- _What to do_: Find the line that contains "Would you be so kind as to locate the patterned"; then retype it and each line after it, exactly, through the final line of the data below.

++++ Records to process ++++

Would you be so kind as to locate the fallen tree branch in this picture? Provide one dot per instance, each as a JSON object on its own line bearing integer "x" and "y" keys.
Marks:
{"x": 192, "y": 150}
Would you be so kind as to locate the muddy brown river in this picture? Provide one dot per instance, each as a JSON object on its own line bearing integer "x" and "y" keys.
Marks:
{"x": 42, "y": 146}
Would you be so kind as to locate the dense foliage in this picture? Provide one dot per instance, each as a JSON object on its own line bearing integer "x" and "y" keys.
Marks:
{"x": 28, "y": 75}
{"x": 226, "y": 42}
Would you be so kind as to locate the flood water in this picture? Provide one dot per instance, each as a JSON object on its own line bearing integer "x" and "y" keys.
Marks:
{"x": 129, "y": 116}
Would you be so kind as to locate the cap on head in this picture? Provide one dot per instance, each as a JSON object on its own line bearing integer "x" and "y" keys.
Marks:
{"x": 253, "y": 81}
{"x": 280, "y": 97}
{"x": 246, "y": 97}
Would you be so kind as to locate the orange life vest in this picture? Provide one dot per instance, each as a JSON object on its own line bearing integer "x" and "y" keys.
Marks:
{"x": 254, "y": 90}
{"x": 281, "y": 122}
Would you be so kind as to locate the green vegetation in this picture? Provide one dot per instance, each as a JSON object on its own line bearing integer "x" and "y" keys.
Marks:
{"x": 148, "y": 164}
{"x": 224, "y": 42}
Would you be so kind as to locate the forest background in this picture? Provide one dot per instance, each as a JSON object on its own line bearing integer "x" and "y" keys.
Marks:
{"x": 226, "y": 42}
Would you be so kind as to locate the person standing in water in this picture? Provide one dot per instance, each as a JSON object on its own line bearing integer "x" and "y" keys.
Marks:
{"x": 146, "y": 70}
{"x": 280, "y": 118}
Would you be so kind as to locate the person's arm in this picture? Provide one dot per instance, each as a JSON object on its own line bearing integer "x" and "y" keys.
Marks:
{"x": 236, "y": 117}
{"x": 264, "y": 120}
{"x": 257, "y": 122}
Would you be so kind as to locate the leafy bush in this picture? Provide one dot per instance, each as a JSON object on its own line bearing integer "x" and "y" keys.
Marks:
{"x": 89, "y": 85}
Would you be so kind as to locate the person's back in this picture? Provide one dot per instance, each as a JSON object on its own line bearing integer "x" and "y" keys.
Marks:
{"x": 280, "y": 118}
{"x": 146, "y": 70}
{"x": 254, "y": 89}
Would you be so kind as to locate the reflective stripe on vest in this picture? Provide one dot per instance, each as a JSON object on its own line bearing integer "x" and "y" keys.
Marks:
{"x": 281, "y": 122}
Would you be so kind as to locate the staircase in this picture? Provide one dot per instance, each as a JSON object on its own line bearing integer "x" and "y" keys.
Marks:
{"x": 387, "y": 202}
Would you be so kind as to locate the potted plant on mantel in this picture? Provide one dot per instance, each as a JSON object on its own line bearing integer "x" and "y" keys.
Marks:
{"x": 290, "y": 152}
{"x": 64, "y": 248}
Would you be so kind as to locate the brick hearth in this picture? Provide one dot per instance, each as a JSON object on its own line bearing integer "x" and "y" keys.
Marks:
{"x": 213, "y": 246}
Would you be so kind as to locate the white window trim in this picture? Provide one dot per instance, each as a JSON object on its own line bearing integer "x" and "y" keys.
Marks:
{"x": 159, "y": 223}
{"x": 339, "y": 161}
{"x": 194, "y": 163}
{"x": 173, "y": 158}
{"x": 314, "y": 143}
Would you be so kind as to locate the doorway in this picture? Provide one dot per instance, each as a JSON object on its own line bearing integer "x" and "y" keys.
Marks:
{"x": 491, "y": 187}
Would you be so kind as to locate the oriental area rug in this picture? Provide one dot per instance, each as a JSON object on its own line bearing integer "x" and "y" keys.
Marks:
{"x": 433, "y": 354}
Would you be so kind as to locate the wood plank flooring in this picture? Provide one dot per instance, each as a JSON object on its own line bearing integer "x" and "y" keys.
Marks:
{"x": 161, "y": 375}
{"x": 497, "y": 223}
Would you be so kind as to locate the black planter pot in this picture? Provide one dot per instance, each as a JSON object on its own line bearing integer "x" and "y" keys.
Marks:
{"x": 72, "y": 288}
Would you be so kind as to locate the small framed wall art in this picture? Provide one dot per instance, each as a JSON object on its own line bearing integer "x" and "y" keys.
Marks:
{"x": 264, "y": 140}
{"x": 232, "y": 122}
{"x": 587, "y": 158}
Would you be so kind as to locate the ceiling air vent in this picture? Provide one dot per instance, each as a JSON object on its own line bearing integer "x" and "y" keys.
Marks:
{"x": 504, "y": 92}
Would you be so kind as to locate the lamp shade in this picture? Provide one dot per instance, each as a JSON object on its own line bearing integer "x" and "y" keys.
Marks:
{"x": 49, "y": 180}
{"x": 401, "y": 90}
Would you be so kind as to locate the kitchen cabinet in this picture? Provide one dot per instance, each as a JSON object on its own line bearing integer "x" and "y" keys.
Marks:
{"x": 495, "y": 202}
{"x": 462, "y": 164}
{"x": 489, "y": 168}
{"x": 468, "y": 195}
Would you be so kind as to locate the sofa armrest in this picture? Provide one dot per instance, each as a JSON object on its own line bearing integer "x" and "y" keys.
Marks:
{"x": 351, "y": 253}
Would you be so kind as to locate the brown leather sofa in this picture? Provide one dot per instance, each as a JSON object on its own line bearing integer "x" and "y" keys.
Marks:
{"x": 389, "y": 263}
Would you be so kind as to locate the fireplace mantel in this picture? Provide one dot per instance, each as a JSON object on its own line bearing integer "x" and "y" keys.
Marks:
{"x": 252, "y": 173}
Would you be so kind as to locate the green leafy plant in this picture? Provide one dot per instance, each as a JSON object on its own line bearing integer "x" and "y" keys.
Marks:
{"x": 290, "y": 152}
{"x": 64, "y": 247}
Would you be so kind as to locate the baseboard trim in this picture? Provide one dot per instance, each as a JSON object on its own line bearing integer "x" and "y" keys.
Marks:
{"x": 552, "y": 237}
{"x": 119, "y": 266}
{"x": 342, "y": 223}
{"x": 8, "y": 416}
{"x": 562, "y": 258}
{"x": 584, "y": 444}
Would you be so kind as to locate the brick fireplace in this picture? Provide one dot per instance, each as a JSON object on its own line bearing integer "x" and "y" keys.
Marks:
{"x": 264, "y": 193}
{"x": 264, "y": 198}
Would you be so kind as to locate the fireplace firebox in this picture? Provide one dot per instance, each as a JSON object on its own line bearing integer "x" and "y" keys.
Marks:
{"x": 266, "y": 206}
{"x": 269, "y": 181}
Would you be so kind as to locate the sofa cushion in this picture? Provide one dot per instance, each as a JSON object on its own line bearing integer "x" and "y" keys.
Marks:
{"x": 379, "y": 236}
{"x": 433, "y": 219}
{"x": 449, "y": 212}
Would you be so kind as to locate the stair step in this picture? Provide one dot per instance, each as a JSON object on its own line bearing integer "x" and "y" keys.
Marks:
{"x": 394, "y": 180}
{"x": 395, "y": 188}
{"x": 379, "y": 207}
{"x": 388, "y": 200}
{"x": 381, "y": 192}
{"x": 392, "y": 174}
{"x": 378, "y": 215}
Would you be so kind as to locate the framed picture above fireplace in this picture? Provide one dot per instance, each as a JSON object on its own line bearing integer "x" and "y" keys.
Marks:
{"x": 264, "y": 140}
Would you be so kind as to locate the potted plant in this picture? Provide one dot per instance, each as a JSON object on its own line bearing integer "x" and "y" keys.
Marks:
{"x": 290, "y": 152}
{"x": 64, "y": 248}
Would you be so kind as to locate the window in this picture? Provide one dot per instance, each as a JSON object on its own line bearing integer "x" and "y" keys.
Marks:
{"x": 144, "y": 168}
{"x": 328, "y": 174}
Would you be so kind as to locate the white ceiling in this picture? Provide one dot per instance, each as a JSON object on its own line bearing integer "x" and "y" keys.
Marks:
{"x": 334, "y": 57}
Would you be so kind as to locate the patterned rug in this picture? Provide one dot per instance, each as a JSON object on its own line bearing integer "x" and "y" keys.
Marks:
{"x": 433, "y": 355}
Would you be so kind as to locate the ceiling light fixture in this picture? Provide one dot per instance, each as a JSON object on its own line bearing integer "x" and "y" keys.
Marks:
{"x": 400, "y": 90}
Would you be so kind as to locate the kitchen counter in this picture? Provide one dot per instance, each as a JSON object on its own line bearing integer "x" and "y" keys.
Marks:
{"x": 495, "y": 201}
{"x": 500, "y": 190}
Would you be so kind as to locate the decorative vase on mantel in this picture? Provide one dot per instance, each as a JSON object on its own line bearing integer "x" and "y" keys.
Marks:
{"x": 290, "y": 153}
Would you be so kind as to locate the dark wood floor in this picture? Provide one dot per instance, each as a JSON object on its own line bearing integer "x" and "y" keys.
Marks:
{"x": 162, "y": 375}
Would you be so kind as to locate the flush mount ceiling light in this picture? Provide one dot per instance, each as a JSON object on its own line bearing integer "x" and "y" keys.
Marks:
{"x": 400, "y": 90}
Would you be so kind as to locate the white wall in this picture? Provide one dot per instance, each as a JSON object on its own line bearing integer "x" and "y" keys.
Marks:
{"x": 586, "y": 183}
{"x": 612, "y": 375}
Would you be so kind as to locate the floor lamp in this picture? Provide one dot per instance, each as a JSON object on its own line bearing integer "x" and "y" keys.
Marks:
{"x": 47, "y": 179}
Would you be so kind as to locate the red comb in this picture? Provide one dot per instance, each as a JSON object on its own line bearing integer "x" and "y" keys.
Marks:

++++

- _Answer to this task_:
Would you be so kind as to locate the patterned rug in this picture? Provide one dot per instance, each as a JSON object on its own line bearing integer "x" and "y" keys.
Marks:
{"x": 433, "y": 355}
Would you be so kind as to locate the ceiling light fixture in this picture? Provide one dot per instance, each as a JSON object on its own line bearing integer "x" and "y" keys.
Marks:
{"x": 400, "y": 90}
Would you be so kind as to locate the kitchen counter in this picture? Provide one dot per instance, each as a JSON object on its own line bearing integer "x" and "y" keys.
Marks:
{"x": 495, "y": 201}
{"x": 500, "y": 190}
Would you be so kind as to locate the decorative vase on mantel in this picture? Provide one dot per instance, each as a JSON object on its own line bearing integer "x" and "y" keys.
Marks:
{"x": 290, "y": 153}
Would you be so kind as to locate the dark wood floor in this picture? Provide one dot per instance, each as a JSON object on its own line bearing integer "x" and "y" keys.
Marks:
{"x": 162, "y": 375}
Would you be so kind as to locate the flush mount ceiling light in this picture? Provide one dot per instance, each as a JSON object on its own line bearing integer "x" and "y" keys.
Marks:
{"x": 400, "y": 90}
Would you be so kind as to locate the white wall in this picture? Provide one dot per instance, each as a JSON object on its own line bearing integer "x" and "y" keys.
Marks:
{"x": 586, "y": 183}
{"x": 612, "y": 375}
Would you be so kind as to locate the floor lamp in this picture? Provide one dot per instance, each as a JSON object on its own line bearing integer "x" and "y" keys.
Marks:
{"x": 47, "y": 179}
Would you be so kind as to locate the red comb in this picture? Provide one dot per instance, each as a JSON object on its own line bearing integer "x" and "y" keys.
Marks:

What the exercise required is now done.